--- BEGIN Entries shown ---
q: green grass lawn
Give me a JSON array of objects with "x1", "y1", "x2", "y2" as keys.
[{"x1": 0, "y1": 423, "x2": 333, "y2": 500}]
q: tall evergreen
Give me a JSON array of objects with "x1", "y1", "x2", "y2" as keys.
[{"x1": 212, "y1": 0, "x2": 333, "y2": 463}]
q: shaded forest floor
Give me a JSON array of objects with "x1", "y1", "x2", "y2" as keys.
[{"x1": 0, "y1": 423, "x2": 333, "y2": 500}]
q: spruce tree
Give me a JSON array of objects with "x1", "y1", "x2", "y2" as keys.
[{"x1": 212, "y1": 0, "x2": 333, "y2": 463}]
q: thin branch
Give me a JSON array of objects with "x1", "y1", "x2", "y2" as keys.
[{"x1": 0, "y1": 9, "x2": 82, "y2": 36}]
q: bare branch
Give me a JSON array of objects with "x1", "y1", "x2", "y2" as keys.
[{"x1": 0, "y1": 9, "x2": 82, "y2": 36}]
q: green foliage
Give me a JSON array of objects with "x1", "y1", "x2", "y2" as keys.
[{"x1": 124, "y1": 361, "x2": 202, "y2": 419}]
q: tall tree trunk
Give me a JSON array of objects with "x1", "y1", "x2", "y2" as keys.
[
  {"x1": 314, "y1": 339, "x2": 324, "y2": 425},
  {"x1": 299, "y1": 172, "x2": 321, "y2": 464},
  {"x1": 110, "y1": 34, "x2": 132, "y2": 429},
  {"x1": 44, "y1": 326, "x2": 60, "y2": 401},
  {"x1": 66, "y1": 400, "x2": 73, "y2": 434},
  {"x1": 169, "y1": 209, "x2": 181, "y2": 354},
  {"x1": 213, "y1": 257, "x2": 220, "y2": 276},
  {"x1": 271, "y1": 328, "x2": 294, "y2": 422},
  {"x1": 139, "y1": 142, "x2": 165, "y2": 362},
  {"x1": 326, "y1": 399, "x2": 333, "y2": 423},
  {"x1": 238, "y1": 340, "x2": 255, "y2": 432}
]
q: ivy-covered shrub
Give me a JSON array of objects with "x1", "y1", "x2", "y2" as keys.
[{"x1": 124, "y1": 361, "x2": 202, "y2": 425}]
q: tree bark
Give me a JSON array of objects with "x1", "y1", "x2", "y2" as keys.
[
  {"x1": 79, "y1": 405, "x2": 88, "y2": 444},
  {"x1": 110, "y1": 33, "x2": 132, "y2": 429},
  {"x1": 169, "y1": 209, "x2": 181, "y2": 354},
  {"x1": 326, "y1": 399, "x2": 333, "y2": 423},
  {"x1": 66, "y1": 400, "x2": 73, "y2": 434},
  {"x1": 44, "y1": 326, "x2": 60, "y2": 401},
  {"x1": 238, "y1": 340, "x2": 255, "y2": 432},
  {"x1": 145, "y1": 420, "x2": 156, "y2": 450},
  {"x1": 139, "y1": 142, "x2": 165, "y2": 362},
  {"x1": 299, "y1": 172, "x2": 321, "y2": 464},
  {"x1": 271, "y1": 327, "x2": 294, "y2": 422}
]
--- END Entries shown ---
Job:
Copy all of the material above word for word, from its first line through its last.

Written answer:
q: green grass lawn
Give me a JSON array of objects with "x1", "y1", "x2", "y2" as keys.
[{"x1": 0, "y1": 423, "x2": 333, "y2": 500}]
q: tall evergreen
Give me a JSON array of objects with "x1", "y1", "x2", "y2" as keys.
[{"x1": 212, "y1": 0, "x2": 333, "y2": 463}]
q: shaded forest floor
Give me a JSON array of objects with "x1", "y1", "x2", "y2" as keys.
[{"x1": 0, "y1": 423, "x2": 333, "y2": 500}]
q: spruce tree
Give me a JSON array of objects with "x1", "y1", "x2", "y2" as keys.
[{"x1": 212, "y1": 0, "x2": 333, "y2": 463}]
q: thin branch
Give me a JSON array of objects with "x1", "y1", "x2", "y2" as keys.
[{"x1": 0, "y1": 9, "x2": 82, "y2": 36}]
q: bare branch
Give me a JSON array of objects with "x1", "y1", "x2", "y2" as keys.
[{"x1": 0, "y1": 9, "x2": 82, "y2": 36}]
q: green foliage
Give me a JSON array of objects with "x1", "y1", "x2", "y2" as keys.
[{"x1": 124, "y1": 361, "x2": 202, "y2": 419}]
q: tall tree trunk
Give me a JSON array of objects with "x1", "y1", "x2", "y2" as keys.
[
  {"x1": 314, "y1": 339, "x2": 324, "y2": 425},
  {"x1": 299, "y1": 172, "x2": 321, "y2": 464},
  {"x1": 110, "y1": 34, "x2": 132, "y2": 429},
  {"x1": 44, "y1": 326, "x2": 60, "y2": 401},
  {"x1": 66, "y1": 400, "x2": 73, "y2": 434},
  {"x1": 169, "y1": 209, "x2": 181, "y2": 354},
  {"x1": 213, "y1": 257, "x2": 220, "y2": 276},
  {"x1": 271, "y1": 328, "x2": 294, "y2": 422},
  {"x1": 139, "y1": 142, "x2": 165, "y2": 362},
  {"x1": 326, "y1": 399, "x2": 333, "y2": 423},
  {"x1": 238, "y1": 340, "x2": 255, "y2": 432}
]
q: ivy-covered shrub
Give me a JSON array of objects with "x1", "y1", "x2", "y2" as keys.
[{"x1": 124, "y1": 361, "x2": 202, "y2": 425}]
q: tree bark
Give me a JSON array of objects with "x1", "y1", "x2", "y2" as keys.
[
  {"x1": 79, "y1": 405, "x2": 88, "y2": 444},
  {"x1": 110, "y1": 33, "x2": 132, "y2": 429},
  {"x1": 169, "y1": 209, "x2": 181, "y2": 354},
  {"x1": 326, "y1": 399, "x2": 333, "y2": 423},
  {"x1": 66, "y1": 400, "x2": 73, "y2": 434},
  {"x1": 44, "y1": 326, "x2": 60, "y2": 401},
  {"x1": 238, "y1": 340, "x2": 255, "y2": 432},
  {"x1": 145, "y1": 420, "x2": 156, "y2": 450},
  {"x1": 139, "y1": 142, "x2": 165, "y2": 362},
  {"x1": 299, "y1": 172, "x2": 321, "y2": 464},
  {"x1": 271, "y1": 327, "x2": 294, "y2": 422}
]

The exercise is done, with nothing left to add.